[SUPPLIED MATERIAL Boundary: Start]
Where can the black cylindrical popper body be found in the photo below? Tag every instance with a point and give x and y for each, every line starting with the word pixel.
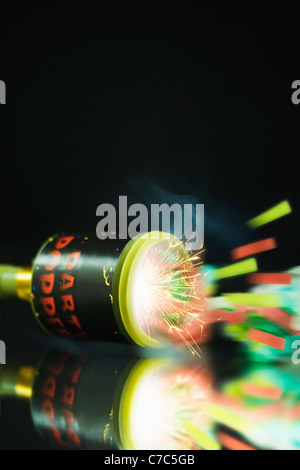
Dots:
pixel 72 286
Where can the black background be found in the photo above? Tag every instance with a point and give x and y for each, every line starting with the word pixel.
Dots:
pixel 151 101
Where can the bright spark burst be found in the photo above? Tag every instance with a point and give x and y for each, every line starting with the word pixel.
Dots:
pixel 169 294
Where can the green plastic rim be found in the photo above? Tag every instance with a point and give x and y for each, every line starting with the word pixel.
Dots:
pixel 122 286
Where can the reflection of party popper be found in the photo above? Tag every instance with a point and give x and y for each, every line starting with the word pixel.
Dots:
[SUPPLIED MATERIAL Boundary: End]
#### [ABOUT THIS TASK]
Write the data above out again exactly, every line of it, and exclude the pictures.

#### [RESULT]
Where can the black cylindrical popper body be found in the photo below? Tag every instance with a point and give x and y for each, every line starting with the word pixel.
Dots:
pixel 72 286
Where can the black background be found in the photo above? Tag every instance with a point and give x and y for each, every line starting with the word pixel.
Dots:
pixel 151 101
Where can the bright spark burst be found in the photo above? Tag every instance with a point and give x and y for each, every line starting with the word pixel.
Dots:
pixel 169 294
Where can the green plastic rim be found in the photo above? Tag every instance with a point and give x and y for each, every line starting with the word pixel.
Dots:
pixel 122 286
Where can the reflection of party popper be found in the photo above? Tag every instance with a point and give x and y for each, every line starting with the word pixel.
Dots:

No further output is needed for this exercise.